■ GIVEN REQUEST ■
Pictures stay out; everything else in the records below is copied exactly.

■ Labeled-object pointing entries ■

begin

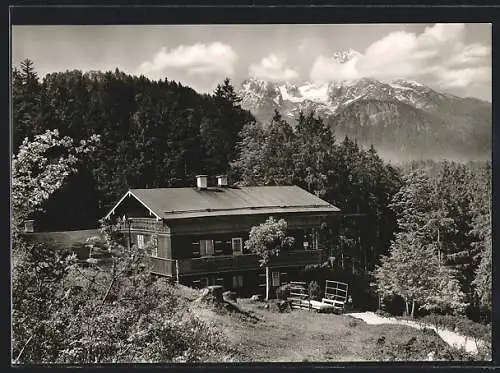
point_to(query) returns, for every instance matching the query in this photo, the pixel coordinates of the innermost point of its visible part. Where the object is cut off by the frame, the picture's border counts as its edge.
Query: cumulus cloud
(199, 59)
(438, 56)
(272, 67)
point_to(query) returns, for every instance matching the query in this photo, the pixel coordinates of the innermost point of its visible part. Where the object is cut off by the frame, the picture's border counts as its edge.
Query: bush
(283, 292)
(63, 314)
(382, 313)
(352, 322)
(480, 333)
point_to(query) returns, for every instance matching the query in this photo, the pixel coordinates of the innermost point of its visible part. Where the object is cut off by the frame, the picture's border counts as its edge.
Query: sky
(450, 57)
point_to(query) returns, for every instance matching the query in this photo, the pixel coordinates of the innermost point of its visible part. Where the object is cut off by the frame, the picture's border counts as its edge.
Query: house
(200, 232)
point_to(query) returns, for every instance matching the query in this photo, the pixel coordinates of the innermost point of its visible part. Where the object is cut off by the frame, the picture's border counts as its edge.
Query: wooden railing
(230, 263)
(142, 224)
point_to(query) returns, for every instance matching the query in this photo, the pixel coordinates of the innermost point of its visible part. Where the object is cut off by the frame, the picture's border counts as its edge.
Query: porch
(227, 263)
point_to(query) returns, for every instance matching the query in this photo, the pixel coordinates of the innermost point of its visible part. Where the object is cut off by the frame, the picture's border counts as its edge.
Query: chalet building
(200, 232)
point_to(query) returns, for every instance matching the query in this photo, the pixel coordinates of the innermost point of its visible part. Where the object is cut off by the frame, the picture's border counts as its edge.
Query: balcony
(215, 264)
(142, 224)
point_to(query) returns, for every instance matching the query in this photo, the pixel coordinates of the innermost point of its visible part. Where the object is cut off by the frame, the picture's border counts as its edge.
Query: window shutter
(276, 279)
(140, 241)
(237, 245)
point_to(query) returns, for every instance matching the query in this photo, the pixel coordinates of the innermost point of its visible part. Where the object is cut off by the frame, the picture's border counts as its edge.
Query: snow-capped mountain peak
(346, 55)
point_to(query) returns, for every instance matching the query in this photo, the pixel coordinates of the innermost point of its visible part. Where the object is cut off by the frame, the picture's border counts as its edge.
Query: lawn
(262, 335)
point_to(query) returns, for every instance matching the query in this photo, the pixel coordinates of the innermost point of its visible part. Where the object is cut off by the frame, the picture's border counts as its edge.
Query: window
(237, 244)
(140, 241)
(237, 282)
(206, 247)
(154, 246)
(275, 279)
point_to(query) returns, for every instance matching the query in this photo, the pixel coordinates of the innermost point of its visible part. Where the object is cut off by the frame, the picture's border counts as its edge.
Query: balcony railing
(142, 224)
(231, 263)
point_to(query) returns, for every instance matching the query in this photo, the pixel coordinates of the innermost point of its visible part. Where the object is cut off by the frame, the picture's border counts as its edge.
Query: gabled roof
(179, 203)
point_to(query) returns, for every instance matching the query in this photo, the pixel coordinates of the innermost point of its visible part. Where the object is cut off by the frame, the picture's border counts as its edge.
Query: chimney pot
(201, 181)
(222, 181)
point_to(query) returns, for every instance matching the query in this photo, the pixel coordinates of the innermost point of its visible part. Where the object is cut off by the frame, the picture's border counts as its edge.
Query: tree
(267, 240)
(26, 91)
(412, 271)
(63, 313)
(266, 154)
(481, 231)
(40, 168)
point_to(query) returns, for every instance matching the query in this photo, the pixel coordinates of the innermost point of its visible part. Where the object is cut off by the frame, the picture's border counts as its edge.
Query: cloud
(438, 57)
(199, 59)
(272, 67)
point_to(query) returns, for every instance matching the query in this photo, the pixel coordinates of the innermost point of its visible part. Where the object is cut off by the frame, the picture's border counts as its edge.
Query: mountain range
(403, 119)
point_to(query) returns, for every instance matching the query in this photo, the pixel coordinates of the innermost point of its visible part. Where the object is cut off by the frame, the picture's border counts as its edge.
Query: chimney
(201, 181)
(222, 181)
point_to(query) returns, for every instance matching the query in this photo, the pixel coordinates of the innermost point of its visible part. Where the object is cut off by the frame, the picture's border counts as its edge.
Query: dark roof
(178, 203)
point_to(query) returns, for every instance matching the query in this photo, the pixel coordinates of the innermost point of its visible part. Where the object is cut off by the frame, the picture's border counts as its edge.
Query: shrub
(480, 333)
(352, 322)
(283, 292)
(416, 348)
(382, 313)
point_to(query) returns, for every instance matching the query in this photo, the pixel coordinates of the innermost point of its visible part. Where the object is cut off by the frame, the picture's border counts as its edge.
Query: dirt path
(450, 337)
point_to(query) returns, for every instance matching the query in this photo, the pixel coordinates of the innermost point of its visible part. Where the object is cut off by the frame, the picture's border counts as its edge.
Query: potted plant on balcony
(267, 240)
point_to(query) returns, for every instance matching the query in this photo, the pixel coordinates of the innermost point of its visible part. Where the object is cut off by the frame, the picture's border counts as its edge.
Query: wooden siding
(144, 225)
(230, 263)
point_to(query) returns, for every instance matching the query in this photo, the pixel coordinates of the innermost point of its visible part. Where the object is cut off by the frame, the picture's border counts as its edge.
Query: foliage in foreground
(427, 345)
(63, 313)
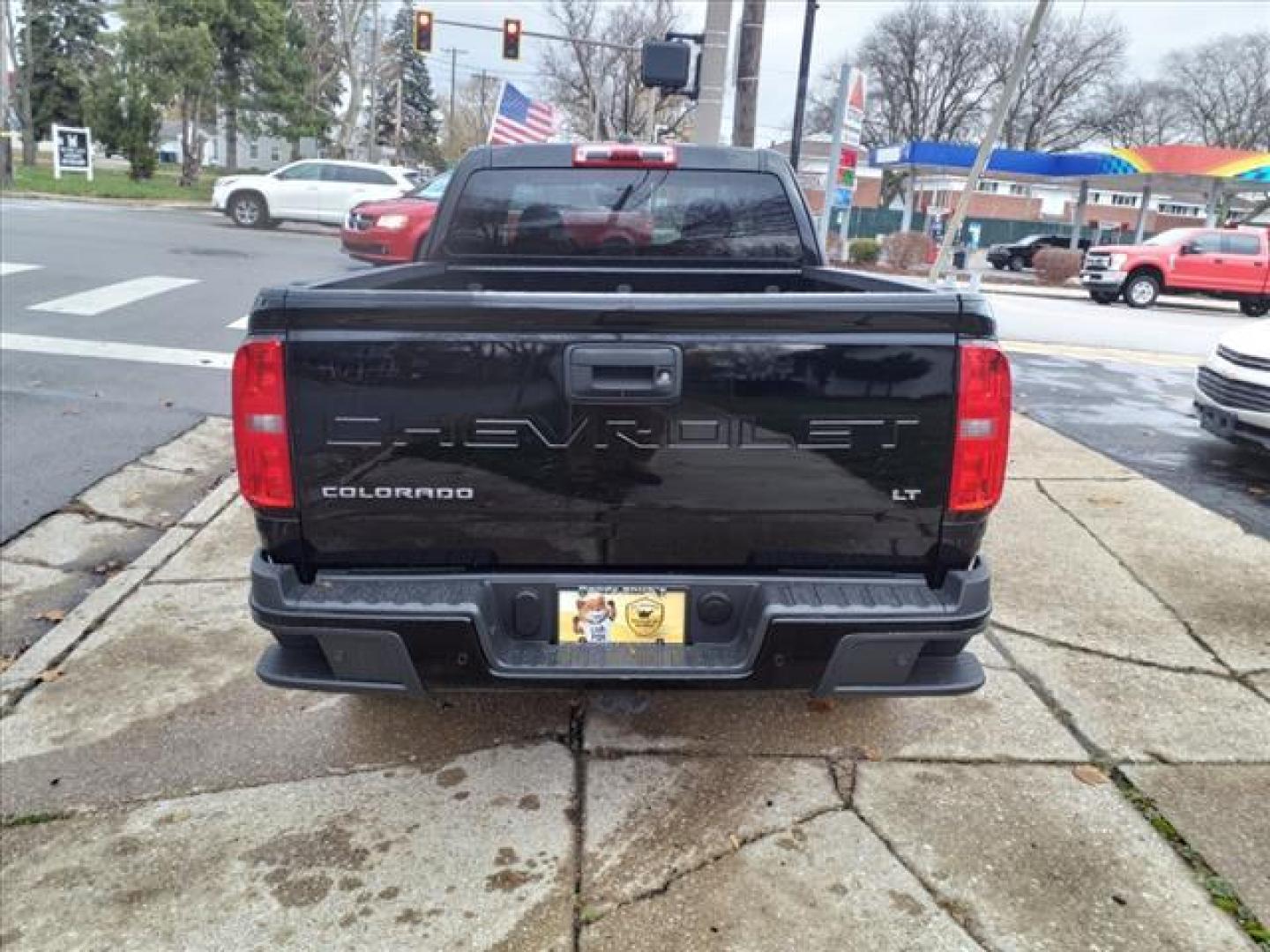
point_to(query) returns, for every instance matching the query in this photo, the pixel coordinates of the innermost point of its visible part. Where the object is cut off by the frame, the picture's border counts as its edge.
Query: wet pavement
(1140, 415)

end

■ TASK RESPONSE ■
point_to(query) returns, for every instance matching the query in this photo, the pixel coordinates of the innermost point of its visible part. Where the object is cut off by the frame, the picture's border counts as its edge.
Query: cumulus cloud
(199, 59)
(438, 56)
(272, 67)
point_to(query) returns, for every instance matching the query in this photo, the pixel coordinates of the innermost point of its visible part. Where the object is cut off by the frame, the picture's border counts as its edge.
Query: bush
(283, 292)
(63, 314)
(382, 313)
(352, 322)
(480, 333)
point_to(query) returns, for every instance matching the query in this photo, the pixel coordinates of the innermost point of its visible part. Where the object is cut off by the frame, the picture's border counts as its edge.
Query: sky
(450, 57)
point_to(query) returns, for every instance matching the query in this photo, the pixel coordinates of the innermost point of its visible part. Where the object is cut off by the frame, the picture's border counts as its edge.
Query: house
(200, 232)
point_to(query) returns, for every instance matching the query in this photo, the pixel coordinates of the innermost point of its visible part. Where the object is cut off by the frame, the picture's border counts as its edge.
Query: wooden railing
(230, 263)
(142, 224)
point_to(query) returns, for every instance matching the query in this photo, the pixel coordinates of the innermost point of its visible part. Where the object is cut off by the frame, the picture's border counts as its edge.
Query: porch
(227, 263)
point_to(query) returns, for every instance matching the query in this photo, the pixel coordinates of the innermost point of its visible part. Where the object is cut off by the frame, the picture's border counts as its edge.
Query: chalet building
(200, 232)
point_to(query) returns, for every instance matching the query in this photo, the pixel coordinates of the innermost point of its visible part. Where the object is cut off by the frame, the picture's border counts as its edge.
Query: balcony
(215, 264)
(142, 224)
point_to(query) returns, for every instance matching the query in this photo, the pixel coordinates of the innermost point of its visible part. Where the object is cut off by the frame, the picture's border counts as its edge.
Query: window shutter
(276, 279)
(140, 241)
(237, 245)
point_to(query) returns, for every instance matching the query in this photo, the pixel coordinates of the innermost point of its visible part. Where the object is cut off by the frame, the picture's border counts as its edge.
Query: snow-capped mountain peak
(346, 55)
point_to(query) returns, for every instance matching the query in this photo, the pixel coordinates of the innermost point of its visible part. Where the object is cut off by the frame, the picture's border counts as its edge.
Query: lawn
(262, 335)
point_to(query) returns, for every instance matching the query in this photo, the pixel coordinates of the innermost point of its visible part. Where the object is cut off by the frame, the picture's border counts as its edge.
Query: window
(237, 244)
(140, 241)
(237, 282)
(206, 247)
(154, 246)
(275, 279)
point_to(query) returns, for every instance matching the query in this photo, the pixel coordinates of the innermost point of its visible part. Where the object is cut off by the frame, the picture's border counts as its edge.
Query: balcony railing
(142, 224)
(231, 263)
point_to(query) returns, for every instance matching the query in this photo, the pixel coordinates of the innermost point of its visible part. Where the object is cut off by the frame, the picture's border counts as its edge.
Query: gabled roof
(179, 203)
point_to(query) returns, for every instance matching the query in this photo, the pixel coordinates of the innermost point of its visible part. Where the object is cut off by the frame, the picture's border counts as its edge.
Query: chimney pot
(201, 181)
(222, 181)
point_to(query) returns, for every instance matching the query in this photo, the pixel coordinates of the innermost point of its visible part. Where the object is cut off by the frame, the picture's border counts as its edge.
Query: tree
(267, 240)
(26, 91)
(412, 271)
(63, 313)
(266, 154)
(481, 231)
(40, 168)
point_to(query) returns, for every instance matching the query in this photo, the pixel coordinates of the innermost point of its visible part. Where the object is cut off by the frame, the picture's border counts as its edge.
Query: cloud
(438, 57)
(199, 59)
(272, 67)
point_to(query) returns, for every instance matching the query in this photo, the pixel coordinates of the innermost point of its visible part. Where the object is cut off by the frame, the picture's border counts as its edge.
Query: mountain range
(403, 119)
point_to(query) returns, for every instance matching the query in this photo, the pixel coordinates of the innermost point of its visible part. Where the object is cut off by the frame, the picture's border counts as its edge.
Query: chimney
(201, 181)
(222, 181)
point_to(query) returns, for every instance matching the query in this photo, the pixel coordinates of the innermost point of its visible part. Where the object is cut off by the frame, the picture's border counts as its edge.
Query: dark roof
(178, 203)
point_to(query) returns, for every instance matching the query in this photo, the pixel coordinates of the innermost point of its visible part. Where the object is cut off by the frame, the picture's border counts as its edge.
Query: shrub
(480, 333)
(352, 322)
(283, 292)
(416, 348)
(382, 313)
point_to(query) returns, for every instance matching the query in this photo, the pixel coordinates of the innermost point of its visible part. Where the object is cut off by the frame, the picture's border counts as its edge.
Query: dirt path
(450, 337)
point_to(query) returns, for every instance matching the query in this photo, the pixel coordinates of the innermost point of its visible part. Where the object is cut off by the frame, the picture's border counts as its edge.
Query: potted plant on balcony
(267, 240)
point_to(query) returns, for every instance matching the query in this photo, the pixel coordinates of the innermost point of its visible part. Where the object is cut off by the frame, the picture's border counts as its edge.
Query: wooden siding
(144, 225)
(230, 263)
point_to(query) returns, for every instance matching the query in this photo, the pixel coordinates of the innermost point of its visible part. Where the object is cut off by the frame, the picture's border counts as its edge.
Query: foliage in foreground
(427, 345)
(63, 313)
point_to(query) returns, for every instance matching the query in this photo, the pixel coordinates of the innermost point of its visible part. Where the object is cut off by the frame, the picture's border counts as its edge.
Query: wet pavement
(1140, 415)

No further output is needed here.